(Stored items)
______________________________

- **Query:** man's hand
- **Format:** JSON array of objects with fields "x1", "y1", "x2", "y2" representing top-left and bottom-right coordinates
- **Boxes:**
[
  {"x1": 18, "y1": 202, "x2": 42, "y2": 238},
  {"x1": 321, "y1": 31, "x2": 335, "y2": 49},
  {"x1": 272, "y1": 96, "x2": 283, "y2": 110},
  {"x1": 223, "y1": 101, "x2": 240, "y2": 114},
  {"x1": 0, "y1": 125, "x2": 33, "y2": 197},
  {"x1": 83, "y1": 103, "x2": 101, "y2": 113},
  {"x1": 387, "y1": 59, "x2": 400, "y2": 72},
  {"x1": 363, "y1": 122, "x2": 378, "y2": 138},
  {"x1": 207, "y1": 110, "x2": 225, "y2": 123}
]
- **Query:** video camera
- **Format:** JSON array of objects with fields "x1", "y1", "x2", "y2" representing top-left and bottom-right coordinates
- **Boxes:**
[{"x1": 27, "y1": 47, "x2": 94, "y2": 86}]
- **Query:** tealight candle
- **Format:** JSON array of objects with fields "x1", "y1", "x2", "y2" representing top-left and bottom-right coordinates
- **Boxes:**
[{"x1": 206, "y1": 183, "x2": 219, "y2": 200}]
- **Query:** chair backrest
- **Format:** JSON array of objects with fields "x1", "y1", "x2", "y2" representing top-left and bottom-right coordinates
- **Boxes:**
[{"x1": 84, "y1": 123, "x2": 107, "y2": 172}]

______________________________

THE REQUEST: Update the listing by changing every "top-left" to "upper-left" and leaving everything else as it is.

EXERCISE RESULT:
- **Query:** man's hand
- **Format:** JSON array of objects with fields "x1", "y1", "x2", "y2" representing upper-left and bottom-right coordinates
- **Boxes:**
[
  {"x1": 18, "y1": 202, "x2": 42, "y2": 238},
  {"x1": 321, "y1": 31, "x2": 335, "y2": 49},
  {"x1": 272, "y1": 96, "x2": 283, "y2": 110},
  {"x1": 223, "y1": 101, "x2": 240, "y2": 114},
  {"x1": 0, "y1": 125, "x2": 33, "y2": 197},
  {"x1": 83, "y1": 103, "x2": 101, "y2": 113},
  {"x1": 387, "y1": 59, "x2": 400, "y2": 72},
  {"x1": 363, "y1": 122, "x2": 378, "y2": 138},
  {"x1": 207, "y1": 110, "x2": 225, "y2": 123}
]
- **Query:** video camera
- **Format:** JSON array of objects with fields "x1", "y1", "x2", "y2" representing upper-left and bottom-right coordinates
- **Boxes:**
[{"x1": 27, "y1": 47, "x2": 94, "y2": 86}]
- **Query:** tealight candle
- **Format:** JSON array of objects with fields "x1", "y1", "x2", "y2" representing upper-left and bottom-right coordinates
- **Boxes:**
[{"x1": 206, "y1": 183, "x2": 219, "y2": 200}]
- **Query:** chair backrest
- **Format:** JSON array of objects with fields "x1", "y1", "x2", "y2" representing upper-left and bottom-right coordinates
- **Boxes:**
[{"x1": 84, "y1": 123, "x2": 107, "y2": 172}]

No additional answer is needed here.